== Assigned task 1 ==
According to the Downhill essay, why is the solution to every political and social problem undercut? Answer in one to three sentences.
== Assigned task 2 ==
Answer these questions using the Downhill essay:
(a) What date does it carry?
(b) On which network was Impact shown?
(c) In how many days does the moon smash into the earth in that drama?
== Assigned task 3 ==
Print everything in the Downhill essay from "Last night on" down to "into the earth.", copied word for word.

== Extract ==
++++++

Downhill

June 22, 2009

The sense of failure in the United States now is palpable and growing. It's hard to imagine anything in the near future that could turn it around.

The solution to every political and social problem is undercut by refusal to face the truth, which in turn grows out of virtually insane desires to hold onto privileges that cannot be sustained regardless of political position.

Last night on ABC, I watched a not very good end of the world drama titled Impact, whose plot is based on yet one more renegade meteor, which in this case banged into the moon. Not so bad, you might think, which is indeed what the characters in the melodrama did think for a while. But it turns out the impact affected the orbit of the moon in such a way as to drive the moon eventually -- actually in only thirty-nine days -- to smash into the earth.

++++++

== Dataset entries ==
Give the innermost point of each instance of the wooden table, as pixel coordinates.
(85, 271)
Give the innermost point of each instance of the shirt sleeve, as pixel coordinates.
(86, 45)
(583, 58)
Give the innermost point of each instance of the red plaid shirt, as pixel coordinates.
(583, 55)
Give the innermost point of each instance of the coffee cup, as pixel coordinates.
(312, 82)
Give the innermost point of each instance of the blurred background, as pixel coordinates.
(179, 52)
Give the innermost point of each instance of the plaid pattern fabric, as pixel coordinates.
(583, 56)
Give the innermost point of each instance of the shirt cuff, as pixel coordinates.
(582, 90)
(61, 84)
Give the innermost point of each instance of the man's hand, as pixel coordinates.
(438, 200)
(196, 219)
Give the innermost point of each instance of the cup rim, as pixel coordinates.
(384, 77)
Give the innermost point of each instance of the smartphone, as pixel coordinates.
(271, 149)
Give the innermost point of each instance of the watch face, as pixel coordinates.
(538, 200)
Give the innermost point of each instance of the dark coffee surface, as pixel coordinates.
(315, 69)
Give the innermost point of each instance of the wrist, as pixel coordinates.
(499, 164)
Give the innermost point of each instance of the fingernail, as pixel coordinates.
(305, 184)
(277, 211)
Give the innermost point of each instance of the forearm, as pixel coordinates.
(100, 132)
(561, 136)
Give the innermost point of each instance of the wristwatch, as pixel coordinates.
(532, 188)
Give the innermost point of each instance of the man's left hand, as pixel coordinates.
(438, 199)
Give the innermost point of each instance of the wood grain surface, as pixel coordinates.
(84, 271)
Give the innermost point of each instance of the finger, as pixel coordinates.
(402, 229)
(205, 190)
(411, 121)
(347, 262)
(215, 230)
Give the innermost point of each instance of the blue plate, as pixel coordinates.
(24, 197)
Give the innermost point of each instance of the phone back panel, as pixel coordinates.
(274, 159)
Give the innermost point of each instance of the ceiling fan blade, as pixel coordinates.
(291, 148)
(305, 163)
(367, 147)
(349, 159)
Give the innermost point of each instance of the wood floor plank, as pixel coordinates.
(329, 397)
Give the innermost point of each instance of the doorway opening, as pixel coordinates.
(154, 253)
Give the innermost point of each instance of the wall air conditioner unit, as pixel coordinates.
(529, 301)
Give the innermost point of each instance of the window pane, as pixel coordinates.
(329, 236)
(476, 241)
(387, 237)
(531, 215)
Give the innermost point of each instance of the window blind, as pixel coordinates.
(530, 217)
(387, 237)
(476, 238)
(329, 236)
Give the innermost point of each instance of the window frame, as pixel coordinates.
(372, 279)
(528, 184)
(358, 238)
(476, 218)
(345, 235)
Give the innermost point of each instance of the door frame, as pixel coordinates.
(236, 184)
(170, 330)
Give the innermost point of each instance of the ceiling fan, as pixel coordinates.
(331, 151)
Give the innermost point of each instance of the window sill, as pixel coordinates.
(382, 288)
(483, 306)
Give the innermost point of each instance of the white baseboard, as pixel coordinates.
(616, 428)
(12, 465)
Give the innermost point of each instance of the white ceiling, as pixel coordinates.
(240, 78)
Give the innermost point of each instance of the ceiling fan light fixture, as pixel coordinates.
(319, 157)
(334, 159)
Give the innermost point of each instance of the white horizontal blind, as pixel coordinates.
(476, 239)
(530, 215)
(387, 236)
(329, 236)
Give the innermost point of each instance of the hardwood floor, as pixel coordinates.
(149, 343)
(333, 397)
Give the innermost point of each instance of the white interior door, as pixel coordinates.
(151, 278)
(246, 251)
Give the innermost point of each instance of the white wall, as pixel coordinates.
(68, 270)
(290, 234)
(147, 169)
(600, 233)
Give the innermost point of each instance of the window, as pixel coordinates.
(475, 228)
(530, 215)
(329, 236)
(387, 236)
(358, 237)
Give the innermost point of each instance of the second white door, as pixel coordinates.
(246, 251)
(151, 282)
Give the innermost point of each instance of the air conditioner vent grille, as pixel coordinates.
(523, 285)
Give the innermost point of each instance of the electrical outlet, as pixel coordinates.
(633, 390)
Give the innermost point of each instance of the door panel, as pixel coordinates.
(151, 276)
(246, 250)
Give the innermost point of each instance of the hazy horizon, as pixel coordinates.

++++++

== Answer space 1 ==
The solution to every political and social problem is undercut by a refusal to face the truth. That refusal grows out of virtually insane desires to hold onto privileges that cannot be sustained, regardless of political position.

== Answer space 2 ==
(a) June 22, 2009
(b) ABC
(c) Thirty-nine days

== Answer space 3 ==
Last night on ABC, I watched a not very good end of the world drama titled Impact, whose plot is based on yet one more renegade meteor, which in this case banged into the moon. Not so bad, you might think, which is indeed what the characters in the melodrama did think for a while. But it turns out the impact affected the orbit of the moon in such a way as to drive the moon eventually -- actually in only thirty-nine days -- to smash into the earth.